───── EXTRAIT DE PAGE
Vous avez envie de lire un bref roman de 112 pages, un roman underground américain, à contre courant, un bijou étonnant et novateur dans la noirceur absolue, en détail et sans détour ?
D’une lecture saisissante, troublante, inconfortable et de découvrir un héros de roman d’une espèce singulière, absolument solitaire, qui ne touche personne, ne parle à personne et dont l’existence est d’une froideur implacable, mais dont on accompagne, presque malgré soi, la descente aux enfers ou au vide ordure ?
Quidam éditeur vous offre ça sur un plateau, en ce joli mois de janvier en publiant un très court roman américain publié il y a quelques années, devenu une légende urbaine, de bouche à oreille, pour les passionnés de romans différents, divergents et horrifiants, enfin traduit en français par Stéphane Vanderhaegue.
C’est grâce à Gordon Lish, grand déceleur de talents littéraire masqués, qu’Eugene Marten a pu voir Ordure publié en 2008 aux Etats-Unis. D’abord refusé partout, ce récit a grâce à cela acquis une réelle notoriété pour tous les lecteurs de textes subversifs, à se passer de main en main, sous le manteau.
Ordure : une légende américaine enfin traduite en français
Le héros de ce livre, c’est Sloper. On le suit, à la troisième personne, mais c’est par ses yeux qu’on regarde le monde, dans un entre-deux mondes rempli d’ordures, de silences, d’incommunicabilités, d’ellipses, de descriptions cliniques et froides.
Son corps, grand et massif, laissait présager une force prodigieuse mais Sloper refusait les obligations que cela semblait conférer, comme certains tempéraments refusent d’endosser une beauté physique. Lorsque les agents de sécurité apprécièrent cette réticence à sa juste valeur, ils n’eurent plus peur de lui. Ils lui en faisaient parfois voir de toutes les couleurs au moment de lui donner ses clés, quand il prenait son service.
« Ordure », Eugene Marten
Sloper est agent d’entretien dans un immeuble de bureaux situé au coeur d’une ville américaine. C’est un être singulier. Dans tous les sens du terme.
Avant d’être agent d’entretien, Sloper a travaillé à la morgue. La mort, les ambiances putrides, morbides mais à observer d’un regard acéré et cisailleur, il connaît.
──────────
CONSIGNE DONNÉE >>
D'après l'extrait de page sur le roman Ordure, où Sloper a-t-il travaillé avant de devenir agent d'entretien ? Les données n'ont aucun rôle dans cet exercice.
───── ENTRÉES FOURNIES
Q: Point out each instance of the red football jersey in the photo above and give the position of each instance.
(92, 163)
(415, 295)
──────────
───── ENTRÉES FOURNIES
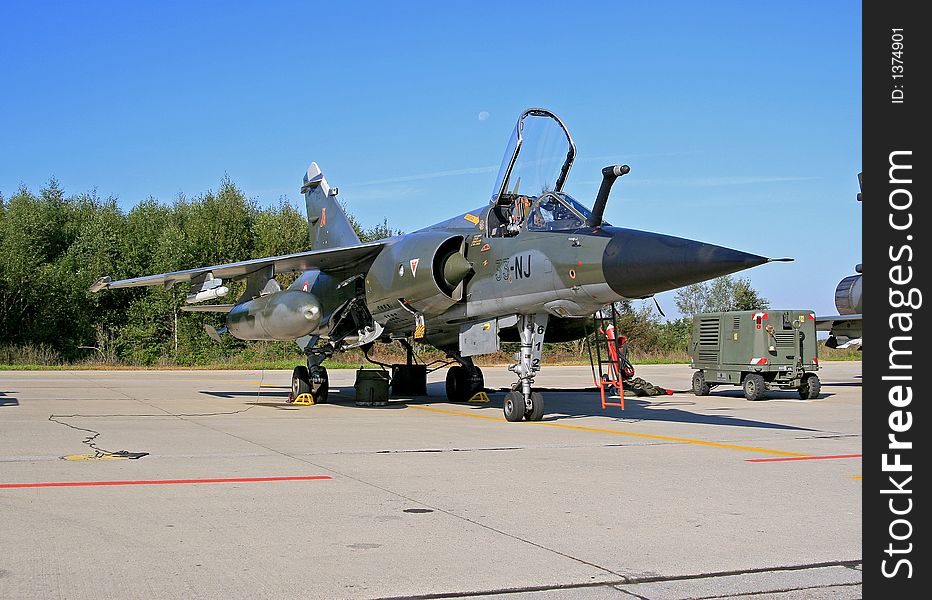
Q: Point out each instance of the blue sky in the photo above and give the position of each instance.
──────────
EXERCICE CORRIGÉ >>
À la morgue.